* [Material for the task]:
##########

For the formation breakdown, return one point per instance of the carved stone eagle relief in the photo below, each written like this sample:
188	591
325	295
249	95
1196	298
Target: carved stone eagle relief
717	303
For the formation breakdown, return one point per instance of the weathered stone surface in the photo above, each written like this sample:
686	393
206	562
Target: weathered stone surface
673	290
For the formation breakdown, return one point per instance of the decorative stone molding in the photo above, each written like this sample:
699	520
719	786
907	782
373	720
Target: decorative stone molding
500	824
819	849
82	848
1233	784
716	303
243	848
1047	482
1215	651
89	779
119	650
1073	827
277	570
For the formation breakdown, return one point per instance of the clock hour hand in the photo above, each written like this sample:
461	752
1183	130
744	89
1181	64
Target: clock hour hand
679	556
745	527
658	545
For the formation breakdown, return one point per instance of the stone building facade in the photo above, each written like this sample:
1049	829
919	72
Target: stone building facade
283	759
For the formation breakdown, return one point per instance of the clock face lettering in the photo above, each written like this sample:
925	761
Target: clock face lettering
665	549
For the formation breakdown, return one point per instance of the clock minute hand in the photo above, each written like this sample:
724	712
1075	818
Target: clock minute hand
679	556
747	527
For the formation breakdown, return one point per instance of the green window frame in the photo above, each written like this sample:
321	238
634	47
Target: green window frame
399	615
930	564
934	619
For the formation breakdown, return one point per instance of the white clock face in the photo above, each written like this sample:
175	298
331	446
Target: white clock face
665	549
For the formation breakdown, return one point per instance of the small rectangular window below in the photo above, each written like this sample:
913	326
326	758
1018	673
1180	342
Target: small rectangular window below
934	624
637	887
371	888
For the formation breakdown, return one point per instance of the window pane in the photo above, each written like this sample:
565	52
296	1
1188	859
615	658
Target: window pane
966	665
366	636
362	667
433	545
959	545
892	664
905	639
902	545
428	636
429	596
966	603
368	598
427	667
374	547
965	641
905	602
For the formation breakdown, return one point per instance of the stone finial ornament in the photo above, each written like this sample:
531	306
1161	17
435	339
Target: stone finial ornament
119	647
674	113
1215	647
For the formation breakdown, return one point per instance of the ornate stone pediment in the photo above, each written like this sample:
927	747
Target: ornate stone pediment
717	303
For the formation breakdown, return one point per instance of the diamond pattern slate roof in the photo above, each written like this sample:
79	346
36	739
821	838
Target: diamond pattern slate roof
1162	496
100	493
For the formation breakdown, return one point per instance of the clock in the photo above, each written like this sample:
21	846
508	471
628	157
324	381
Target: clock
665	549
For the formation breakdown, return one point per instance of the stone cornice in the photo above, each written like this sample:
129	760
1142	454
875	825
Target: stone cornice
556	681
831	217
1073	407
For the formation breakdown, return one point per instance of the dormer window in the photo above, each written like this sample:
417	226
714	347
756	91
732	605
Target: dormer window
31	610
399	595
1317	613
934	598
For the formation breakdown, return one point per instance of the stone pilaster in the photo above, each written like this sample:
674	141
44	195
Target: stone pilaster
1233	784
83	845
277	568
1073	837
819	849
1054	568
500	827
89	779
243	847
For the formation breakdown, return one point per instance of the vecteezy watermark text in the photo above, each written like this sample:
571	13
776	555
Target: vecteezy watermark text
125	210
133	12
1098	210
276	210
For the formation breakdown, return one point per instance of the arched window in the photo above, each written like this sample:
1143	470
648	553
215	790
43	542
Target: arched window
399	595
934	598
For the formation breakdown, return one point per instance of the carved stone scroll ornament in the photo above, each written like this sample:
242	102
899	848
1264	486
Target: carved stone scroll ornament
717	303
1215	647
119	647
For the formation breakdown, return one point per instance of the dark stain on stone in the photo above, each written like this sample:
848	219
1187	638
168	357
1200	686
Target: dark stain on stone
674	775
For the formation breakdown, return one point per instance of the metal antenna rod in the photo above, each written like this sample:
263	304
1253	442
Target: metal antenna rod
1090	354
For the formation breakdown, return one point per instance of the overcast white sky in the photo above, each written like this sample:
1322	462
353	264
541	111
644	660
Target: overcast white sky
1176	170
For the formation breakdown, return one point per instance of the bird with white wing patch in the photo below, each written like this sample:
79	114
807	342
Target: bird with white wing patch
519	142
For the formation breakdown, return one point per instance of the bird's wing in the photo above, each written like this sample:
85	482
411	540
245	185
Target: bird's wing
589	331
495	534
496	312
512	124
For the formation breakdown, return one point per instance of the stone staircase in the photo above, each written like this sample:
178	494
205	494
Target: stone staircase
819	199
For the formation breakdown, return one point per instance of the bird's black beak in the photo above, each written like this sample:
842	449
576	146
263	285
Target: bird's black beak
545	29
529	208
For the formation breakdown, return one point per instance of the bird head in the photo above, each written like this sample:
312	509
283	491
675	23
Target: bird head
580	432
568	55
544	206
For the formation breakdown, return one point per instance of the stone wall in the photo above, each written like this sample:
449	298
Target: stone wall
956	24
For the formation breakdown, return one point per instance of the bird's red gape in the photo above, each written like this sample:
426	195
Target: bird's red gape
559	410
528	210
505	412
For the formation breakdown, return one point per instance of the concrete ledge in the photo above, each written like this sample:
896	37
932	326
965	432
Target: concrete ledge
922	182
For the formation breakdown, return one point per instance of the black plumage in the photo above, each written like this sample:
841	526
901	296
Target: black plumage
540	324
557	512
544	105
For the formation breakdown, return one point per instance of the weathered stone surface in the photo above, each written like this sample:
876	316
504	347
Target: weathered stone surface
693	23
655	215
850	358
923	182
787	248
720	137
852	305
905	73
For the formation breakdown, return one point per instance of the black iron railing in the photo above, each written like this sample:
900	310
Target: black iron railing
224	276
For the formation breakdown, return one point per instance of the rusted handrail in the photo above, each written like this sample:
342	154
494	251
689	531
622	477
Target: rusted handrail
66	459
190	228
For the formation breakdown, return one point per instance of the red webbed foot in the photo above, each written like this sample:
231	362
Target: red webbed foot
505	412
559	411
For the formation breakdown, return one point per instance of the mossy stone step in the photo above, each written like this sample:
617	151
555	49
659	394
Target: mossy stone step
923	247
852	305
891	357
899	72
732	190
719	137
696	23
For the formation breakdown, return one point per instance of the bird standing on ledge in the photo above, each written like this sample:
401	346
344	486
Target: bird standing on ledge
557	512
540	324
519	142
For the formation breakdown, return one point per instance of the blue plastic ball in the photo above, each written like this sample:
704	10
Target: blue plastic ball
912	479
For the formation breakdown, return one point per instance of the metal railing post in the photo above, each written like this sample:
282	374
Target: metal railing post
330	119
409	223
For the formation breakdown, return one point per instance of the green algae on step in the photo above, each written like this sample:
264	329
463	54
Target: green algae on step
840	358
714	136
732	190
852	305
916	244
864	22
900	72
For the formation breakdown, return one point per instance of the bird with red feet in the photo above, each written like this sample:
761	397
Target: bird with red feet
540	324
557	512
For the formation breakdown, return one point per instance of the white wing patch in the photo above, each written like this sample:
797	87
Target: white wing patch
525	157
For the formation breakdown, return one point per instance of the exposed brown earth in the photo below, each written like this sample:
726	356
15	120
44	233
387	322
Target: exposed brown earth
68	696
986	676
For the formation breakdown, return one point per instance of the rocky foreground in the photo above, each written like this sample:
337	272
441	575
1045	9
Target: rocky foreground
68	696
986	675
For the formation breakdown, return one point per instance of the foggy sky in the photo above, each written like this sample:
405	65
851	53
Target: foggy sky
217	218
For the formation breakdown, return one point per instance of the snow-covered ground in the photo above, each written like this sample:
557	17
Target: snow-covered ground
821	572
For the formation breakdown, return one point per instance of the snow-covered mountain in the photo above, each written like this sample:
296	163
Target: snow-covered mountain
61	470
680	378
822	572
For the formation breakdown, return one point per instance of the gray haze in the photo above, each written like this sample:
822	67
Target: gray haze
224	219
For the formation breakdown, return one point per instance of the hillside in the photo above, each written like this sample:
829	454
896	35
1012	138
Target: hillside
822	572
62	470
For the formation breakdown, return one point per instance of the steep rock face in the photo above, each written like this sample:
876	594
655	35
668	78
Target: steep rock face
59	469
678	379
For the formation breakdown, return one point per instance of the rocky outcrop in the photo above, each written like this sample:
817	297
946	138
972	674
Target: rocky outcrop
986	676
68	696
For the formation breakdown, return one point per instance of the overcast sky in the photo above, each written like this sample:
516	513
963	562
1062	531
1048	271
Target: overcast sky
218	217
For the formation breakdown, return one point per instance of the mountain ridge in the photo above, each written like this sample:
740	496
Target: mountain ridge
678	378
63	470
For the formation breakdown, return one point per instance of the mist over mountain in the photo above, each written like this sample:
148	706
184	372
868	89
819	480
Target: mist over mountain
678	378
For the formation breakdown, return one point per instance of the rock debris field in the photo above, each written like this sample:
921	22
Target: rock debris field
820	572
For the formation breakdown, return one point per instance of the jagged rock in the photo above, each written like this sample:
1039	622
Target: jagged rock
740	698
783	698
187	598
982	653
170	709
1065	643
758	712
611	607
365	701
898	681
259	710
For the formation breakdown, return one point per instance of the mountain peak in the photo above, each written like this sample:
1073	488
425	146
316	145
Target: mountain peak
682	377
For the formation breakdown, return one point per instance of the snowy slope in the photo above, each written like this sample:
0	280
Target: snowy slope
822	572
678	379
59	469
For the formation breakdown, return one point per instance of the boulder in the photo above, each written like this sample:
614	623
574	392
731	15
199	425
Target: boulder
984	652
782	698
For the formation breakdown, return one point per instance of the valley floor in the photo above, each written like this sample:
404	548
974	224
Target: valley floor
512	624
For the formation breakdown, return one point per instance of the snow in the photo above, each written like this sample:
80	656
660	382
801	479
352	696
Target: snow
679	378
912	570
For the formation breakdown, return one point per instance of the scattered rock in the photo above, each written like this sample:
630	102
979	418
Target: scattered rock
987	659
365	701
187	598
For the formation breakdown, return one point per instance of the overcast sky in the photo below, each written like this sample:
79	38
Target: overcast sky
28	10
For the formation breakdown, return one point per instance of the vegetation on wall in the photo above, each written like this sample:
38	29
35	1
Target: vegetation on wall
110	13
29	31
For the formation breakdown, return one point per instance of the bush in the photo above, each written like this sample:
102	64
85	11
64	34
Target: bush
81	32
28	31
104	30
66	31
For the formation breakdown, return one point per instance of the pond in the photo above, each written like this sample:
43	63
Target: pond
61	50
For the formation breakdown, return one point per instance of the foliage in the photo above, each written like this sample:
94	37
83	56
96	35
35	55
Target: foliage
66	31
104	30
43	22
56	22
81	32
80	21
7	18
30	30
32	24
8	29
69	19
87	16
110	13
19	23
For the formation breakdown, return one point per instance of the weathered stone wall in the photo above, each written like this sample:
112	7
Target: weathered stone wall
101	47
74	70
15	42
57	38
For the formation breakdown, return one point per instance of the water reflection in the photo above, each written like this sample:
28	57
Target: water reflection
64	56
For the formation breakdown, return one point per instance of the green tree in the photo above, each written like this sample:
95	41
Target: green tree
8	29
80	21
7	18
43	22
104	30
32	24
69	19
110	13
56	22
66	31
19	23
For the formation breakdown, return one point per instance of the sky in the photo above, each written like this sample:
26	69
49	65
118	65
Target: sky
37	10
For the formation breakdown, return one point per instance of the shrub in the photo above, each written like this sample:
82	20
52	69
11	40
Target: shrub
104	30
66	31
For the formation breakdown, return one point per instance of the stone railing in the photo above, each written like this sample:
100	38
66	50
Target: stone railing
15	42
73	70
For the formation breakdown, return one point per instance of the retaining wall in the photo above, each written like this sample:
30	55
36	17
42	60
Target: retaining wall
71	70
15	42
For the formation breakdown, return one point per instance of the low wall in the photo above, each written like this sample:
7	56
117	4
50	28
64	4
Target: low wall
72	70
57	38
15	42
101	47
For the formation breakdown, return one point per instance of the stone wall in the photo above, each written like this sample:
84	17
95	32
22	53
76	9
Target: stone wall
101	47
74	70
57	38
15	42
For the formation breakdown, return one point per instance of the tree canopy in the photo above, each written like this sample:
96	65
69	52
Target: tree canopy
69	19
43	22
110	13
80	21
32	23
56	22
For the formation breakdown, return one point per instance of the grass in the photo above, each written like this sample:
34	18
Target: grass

##########

* [Set task]:
Reproduce only the lines from the line containing "of the shrub" to the last line of the material above, both of those lines included.

* [Solution]:
For the formation breakdown, return one point per instance of the shrub in the photo above, each written like this sample:
82	20
52	69
11	40
Target: shrub
104	30
66	31
For the formation breakdown, return one point per instance of the stone railing in the photo above, each written like this sample:
100	38
66	50
Target: stone railing
15	42
73	70
For the formation breakdown, return one point per instance of the retaining wall in the photo above, each written like this sample:
30	55
36	17
42	60
Target: retaining wall
71	70
15	42
For the formation breakdown, return one point per instance of the low wall in the photo above, each written like this sample:
7	56
117	4
50	28
64	4
Target: low wall
72	70
57	38
15	42
101	47
For the formation breakdown, return one point per instance of the stone wall in the photo above, each written like this sample:
84	17
95	32
22	53
76	9
Target: stone wall
101	47
74	70
57	38
15	42
For the formation breakdown, return one point per instance of the tree canopy in the photo above, each written like this sample:
96	65
69	52
Target: tree canopy
69	19
43	22
110	13
80	21
32	23
56	22
For the formation breakdown, return one point per instance of the grass in the photo above, each written like this sample:
34	18
Target: grass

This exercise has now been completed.